» SHORT TASK: Edit the rows below so that each "innermost point" becomes "central point", and keep every other part the same.

A block of data
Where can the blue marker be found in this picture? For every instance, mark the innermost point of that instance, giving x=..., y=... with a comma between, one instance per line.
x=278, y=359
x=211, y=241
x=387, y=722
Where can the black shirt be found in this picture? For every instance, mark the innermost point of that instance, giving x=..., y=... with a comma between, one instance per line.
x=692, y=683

» EXPECTED OUTPUT:
Where can the blue marker be found in this picture? For every instance, mark the central point of that instance, giving x=..., y=... with a comma between, one instance per line.
x=278, y=359
x=211, y=241
x=387, y=722
Where can the black shirt be found in this picture? For every instance, mark the central point of that instance, giving x=..., y=... with a comma between, one instance per line.
x=692, y=683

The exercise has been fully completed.